# [Parts of the exercise]
• 1. From the passage on the Orioles, extract the stretch running from "The perception is" to "Washington Senators’ territory.", copied word for word.
• 2. List every baseball team that the passage on the Orioles refers to by name.

━━ Supplied text ━━

The Census Bureau considers Washington and Baltimore the same metropolitan area. In truth, few people reside in one city and hang out in the other. The primary reason someone who works in Washington lives in Baltimore is cheaper housing. And except for Preakness Day, the main reason Washington residents visited Baltimore was to see major-league baseball.
We have our own team now, but for many years Baltimore and Washington were a joint entity when it came to baseball. The Orioles—the Orioles in the time of Ripken—were the reason.
Winning, it is said, cures everything, but this cliché is not always true. Winning didn’t cure the Orioles’ woes at the box office. For 15 seasons, beginning in 1966 when it swept the World Series against the Los Angeles Dodgers, Baltimore fielded a baseball club that would have made any city proud. But the team didn’t draw.
The perception is that this changed when the Orioles abandoned Memorial Stadium for the more DC-accessible confines of Camden Yards. But this is only half right. There were other reasons.
“The Orioles became a regional team,” Cal is saying while sitting under a painting of his father. “It was a marketing strategy by our front office. Larry Lucchino did that.”
Pitching great Jim Palmer told me the credit for making the Orioles an areawide franchise goes to Edward Bennett Williams, who bought the team in 1979 for $12 million and who considered moving the O’s to Washington before deciding to keep them in Baltimore. He wasn’t being sentimental as much as shrewd. Williams figured he could consolidate the Orioles’ terrain with what had historically been Washington Senators’ territory.
While talking to Ripken, it dawns on me that he and Palmer are mistaken, that the real variable is Cal himself. I run that theory by Lucchino, the former Orioles team president and CEO who now does battle with the “evil empire” (the Yankees) from the front office of the Red Sox.
“All three answers are correct,” Lucchino says. “It was Ed Williams’s vision and identity. It was I who worked on it, helping to implement it. And Cal became the iconic figure with whom the people in the region could identify.”
Lucchino points out that Cal wasn’t the only Ripken involved. “There was his father and his brother—even the mother was a well-respected figure in Maryland. It was the whole family, really, that epitomized the franchise. They were a perfect symbol to build around. Most of all, of course, there was Cal. He was heaven-sent.”

━━━
━━ Records supplied ━━

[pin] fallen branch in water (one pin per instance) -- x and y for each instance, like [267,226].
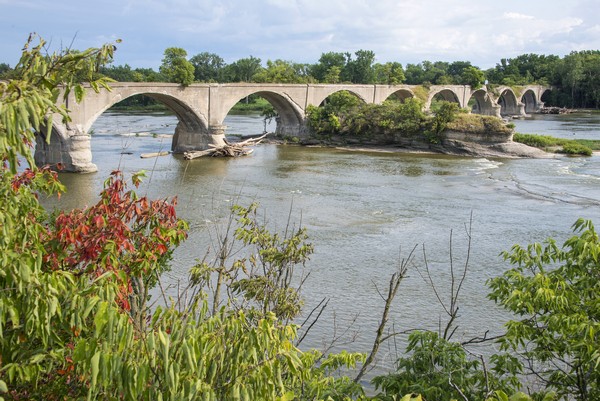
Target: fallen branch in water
[154,154]
[228,150]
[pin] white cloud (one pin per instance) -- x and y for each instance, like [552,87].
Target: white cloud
[511,15]
[300,30]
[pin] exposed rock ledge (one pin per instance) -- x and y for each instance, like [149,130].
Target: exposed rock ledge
[505,149]
[458,147]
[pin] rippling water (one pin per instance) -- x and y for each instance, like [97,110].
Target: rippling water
[364,211]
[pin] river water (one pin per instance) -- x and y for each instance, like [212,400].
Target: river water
[364,212]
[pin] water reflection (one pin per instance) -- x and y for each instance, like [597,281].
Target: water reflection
[363,211]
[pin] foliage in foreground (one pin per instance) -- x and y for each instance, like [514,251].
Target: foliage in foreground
[75,321]
[554,293]
[74,317]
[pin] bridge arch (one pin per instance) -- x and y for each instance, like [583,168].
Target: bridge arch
[507,100]
[290,118]
[324,94]
[189,122]
[446,94]
[481,103]
[401,95]
[530,100]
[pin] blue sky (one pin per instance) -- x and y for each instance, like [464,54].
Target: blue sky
[407,31]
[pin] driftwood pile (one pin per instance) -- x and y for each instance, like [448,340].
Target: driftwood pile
[230,149]
[555,110]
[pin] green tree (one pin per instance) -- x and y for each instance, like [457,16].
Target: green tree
[4,70]
[442,370]
[390,73]
[329,67]
[553,292]
[176,68]
[472,76]
[360,70]
[280,71]
[208,67]
[244,69]
[120,73]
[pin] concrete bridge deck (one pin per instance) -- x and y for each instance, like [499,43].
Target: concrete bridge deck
[202,108]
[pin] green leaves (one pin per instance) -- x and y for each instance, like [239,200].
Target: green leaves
[555,293]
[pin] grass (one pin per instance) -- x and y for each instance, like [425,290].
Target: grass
[559,145]
[478,124]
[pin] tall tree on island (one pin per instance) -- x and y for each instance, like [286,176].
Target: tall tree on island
[176,67]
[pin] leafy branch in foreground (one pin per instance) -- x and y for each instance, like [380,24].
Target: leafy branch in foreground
[553,293]
[40,80]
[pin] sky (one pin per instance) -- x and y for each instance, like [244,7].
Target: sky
[407,31]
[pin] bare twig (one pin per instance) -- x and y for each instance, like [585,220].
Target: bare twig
[394,284]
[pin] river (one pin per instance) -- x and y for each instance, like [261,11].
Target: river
[364,211]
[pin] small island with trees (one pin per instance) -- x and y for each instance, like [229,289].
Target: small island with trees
[75,315]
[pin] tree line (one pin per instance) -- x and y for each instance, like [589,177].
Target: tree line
[575,77]
[77,320]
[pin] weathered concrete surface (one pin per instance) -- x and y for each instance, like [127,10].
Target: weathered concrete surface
[202,108]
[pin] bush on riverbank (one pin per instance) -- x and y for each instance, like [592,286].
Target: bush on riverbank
[75,320]
[552,144]
[392,122]
[478,124]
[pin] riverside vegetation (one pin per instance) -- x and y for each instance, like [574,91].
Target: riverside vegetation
[344,119]
[77,321]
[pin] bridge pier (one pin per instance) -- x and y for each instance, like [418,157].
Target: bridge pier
[185,139]
[73,153]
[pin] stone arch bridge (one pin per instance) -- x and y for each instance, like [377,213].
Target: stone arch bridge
[202,108]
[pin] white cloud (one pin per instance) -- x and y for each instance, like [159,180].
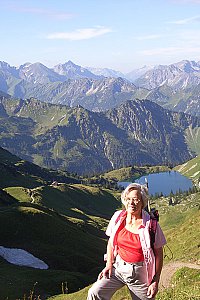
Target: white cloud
[80,34]
[185,21]
[148,37]
[172,51]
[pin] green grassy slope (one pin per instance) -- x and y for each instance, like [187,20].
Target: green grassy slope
[51,237]
[17,172]
[181,227]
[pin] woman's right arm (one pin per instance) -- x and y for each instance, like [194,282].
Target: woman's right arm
[107,271]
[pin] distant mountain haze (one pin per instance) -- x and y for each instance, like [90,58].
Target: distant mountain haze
[174,86]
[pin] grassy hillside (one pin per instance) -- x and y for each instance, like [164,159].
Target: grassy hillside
[61,224]
[133,172]
[56,240]
[191,169]
[185,286]
[179,223]
[17,172]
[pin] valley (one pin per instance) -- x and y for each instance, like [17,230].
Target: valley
[68,134]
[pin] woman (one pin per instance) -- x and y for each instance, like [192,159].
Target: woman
[131,260]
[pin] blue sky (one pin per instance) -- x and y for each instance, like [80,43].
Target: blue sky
[118,34]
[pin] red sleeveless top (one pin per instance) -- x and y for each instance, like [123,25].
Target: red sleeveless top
[129,246]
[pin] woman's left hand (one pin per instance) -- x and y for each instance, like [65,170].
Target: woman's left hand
[152,290]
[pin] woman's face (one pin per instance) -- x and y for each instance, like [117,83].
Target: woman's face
[133,202]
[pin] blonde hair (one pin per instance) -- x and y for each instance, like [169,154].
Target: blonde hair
[139,187]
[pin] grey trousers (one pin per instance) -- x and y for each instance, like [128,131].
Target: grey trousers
[133,275]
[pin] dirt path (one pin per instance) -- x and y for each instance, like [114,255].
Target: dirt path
[170,268]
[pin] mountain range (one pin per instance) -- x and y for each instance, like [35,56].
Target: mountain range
[138,132]
[175,86]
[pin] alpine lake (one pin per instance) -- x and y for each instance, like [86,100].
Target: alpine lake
[164,182]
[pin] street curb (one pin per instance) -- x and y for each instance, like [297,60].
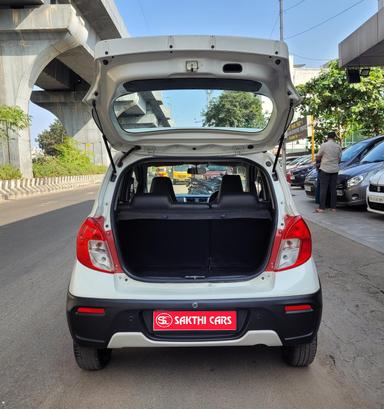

━━━

# [Written answers]
• 1.
The perception is that this changed when the Orioles abandoned Memorial Stadium for the more DC-accessible confines of Camden Yards. But this is only half right. There were other reasons.
“The Orioles became a regional team,” Cal is saying while sitting under a painting of his father. “It was a marketing strategy by our front office. Larry Lucchino did that.”
Pitching great Jim Palmer told me the credit for making the Orioles an areawide franchise goes to Edward Bennett Williams, who bought the team in 1979 for $12 million and who considered moving the O’s to Washington before deciding to keep them in Baltimore. He wasn’t being sentimental as much as shrewd. Williams figured he could consolidate the Orioles’ terrain with what had historically been Washington Senators’ territory.

• 2.
Orioles
Los Angeles Dodgers
Washington Senators
Yankees
Red Sox